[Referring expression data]
"""

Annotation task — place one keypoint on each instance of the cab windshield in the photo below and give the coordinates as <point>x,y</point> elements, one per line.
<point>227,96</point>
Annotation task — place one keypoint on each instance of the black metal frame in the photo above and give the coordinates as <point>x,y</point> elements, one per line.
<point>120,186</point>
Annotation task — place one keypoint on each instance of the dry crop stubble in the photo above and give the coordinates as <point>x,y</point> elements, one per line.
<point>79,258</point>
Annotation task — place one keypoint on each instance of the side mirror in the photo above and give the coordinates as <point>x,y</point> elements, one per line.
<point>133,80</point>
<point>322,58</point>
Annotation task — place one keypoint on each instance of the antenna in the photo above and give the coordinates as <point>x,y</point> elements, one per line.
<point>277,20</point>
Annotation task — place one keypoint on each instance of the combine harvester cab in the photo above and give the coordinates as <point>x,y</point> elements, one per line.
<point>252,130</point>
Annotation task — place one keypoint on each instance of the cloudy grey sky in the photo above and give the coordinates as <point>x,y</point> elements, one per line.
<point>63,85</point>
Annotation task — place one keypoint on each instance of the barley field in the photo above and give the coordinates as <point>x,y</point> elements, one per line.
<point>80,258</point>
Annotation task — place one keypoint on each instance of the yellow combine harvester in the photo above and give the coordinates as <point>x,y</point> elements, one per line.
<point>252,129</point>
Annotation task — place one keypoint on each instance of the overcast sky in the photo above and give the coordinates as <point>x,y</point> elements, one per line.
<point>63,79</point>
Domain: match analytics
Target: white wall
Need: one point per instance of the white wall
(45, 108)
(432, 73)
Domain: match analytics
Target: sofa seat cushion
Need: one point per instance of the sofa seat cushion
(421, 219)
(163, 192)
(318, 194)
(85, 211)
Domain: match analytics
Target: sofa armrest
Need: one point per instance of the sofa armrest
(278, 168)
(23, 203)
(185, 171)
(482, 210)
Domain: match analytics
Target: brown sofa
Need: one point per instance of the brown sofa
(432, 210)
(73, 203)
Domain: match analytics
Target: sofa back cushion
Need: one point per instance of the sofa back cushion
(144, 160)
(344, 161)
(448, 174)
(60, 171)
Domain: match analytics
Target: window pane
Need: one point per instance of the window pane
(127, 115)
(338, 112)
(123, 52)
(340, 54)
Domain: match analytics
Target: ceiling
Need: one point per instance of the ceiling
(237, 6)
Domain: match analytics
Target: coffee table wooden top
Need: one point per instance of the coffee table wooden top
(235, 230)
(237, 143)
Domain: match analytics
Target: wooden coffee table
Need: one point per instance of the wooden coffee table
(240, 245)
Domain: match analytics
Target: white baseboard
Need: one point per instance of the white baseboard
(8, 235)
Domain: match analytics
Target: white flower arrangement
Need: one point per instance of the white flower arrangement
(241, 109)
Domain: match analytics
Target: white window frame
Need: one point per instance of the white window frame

"""

**Exercise**
Nothing may be omitted or altered; reproduce all of the entries.

**Answer below**
Annotation task — place one keypoint on each instance of the cab windshield in the photo below and give the coordinates as <point>x,y</point> elements, one per line.
<point>227,96</point>
Annotation task — place one keypoint on each instance of the black metal frame in the photo above and give the coordinates as <point>x,y</point> elements, one per line.
<point>120,186</point>
Annotation task — place one keypoint on each instance of the dry crop stubble in the photo above and give the coordinates as <point>x,y</point> elements, one per line.
<point>79,258</point>
Annotation task — place one keypoint on each instance of the side mirror in the photo above and give the coordinates as <point>x,y</point> elements, one per line.
<point>133,80</point>
<point>322,58</point>
Annotation task — place one keypoint on each instance of the antenna in the photo above and give the coordinates as <point>x,y</point> elements, one per line.
<point>277,20</point>
Annotation task — place one keypoint on each instance of the combine harvester cab in the photo above and give the coordinates as <point>x,y</point> elements, one per line.
<point>252,130</point>
Annotation task — place one keypoint on each instance of the cloudy grey sky in the photo above and give the coordinates as <point>x,y</point> elements, one per line.
<point>63,85</point>
Annotation task — place one keypoint on each instance of the barley field in the photo above and give the coordinates as <point>x,y</point> elements, one per line.
<point>80,258</point>
Annotation task — place one keypoint on each instance of the yellow combine harvester in the photo above and give the coordinates as <point>x,y</point> elements, one per line.
<point>252,129</point>
Annotation task — place one keypoint on each instance of the overcast sky in the photo above and give the coordinates as <point>x,y</point> elements, one per line.
<point>63,79</point>
Domain: match analytics
Target: white wall
Need: one point per instance of the white wall
(45, 108)
(432, 73)
Domain: match analytics
Target: sofa seat cushion
Need: one point per instance of the sofa seat cushion
(421, 219)
(163, 192)
(318, 194)
(85, 211)
Domain: match analytics
Target: sofa armrest
Need: one point per instance of the sofa armrest
(278, 168)
(23, 203)
(185, 171)
(482, 210)
Domain: match analytics
Target: brown sofa
Need: one point per instance of the brown sofa
(432, 210)
(73, 203)
Domain: match analytics
Target: sofa back cushion
Need: one point per instance of the sofa back cushion
(144, 160)
(344, 161)
(448, 174)
(60, 171)
Domain: match analytics
Target: window pane
Need: one point per instance of the window pane
(127, 115)
(338, 112)
(123, 52)
(340, 54)
Domain: match analytics
Target: ceiling
Need: one point per instance of the ceiling
(237, 6)
Domain: match analytics
Target: coffee table wooden top
Need: one point per instance of the coffee table wooden top
(235, 230)
(237, 143)
Domain: match analytics
Target: wooden coffee table
Need: one point per instance of the wooden coffee table
(240, 245)
Domain: match analytics
Target: white baseboard
Need: one point per instance of the white baseboard
(8, 235)
Domain: match analytics
Target: white flower arrangement
Need: one point per instance of the white flower arrangement
(241, 109)
Domain: match analytics
Target: white window frame
Need: one point per instance of the white window frame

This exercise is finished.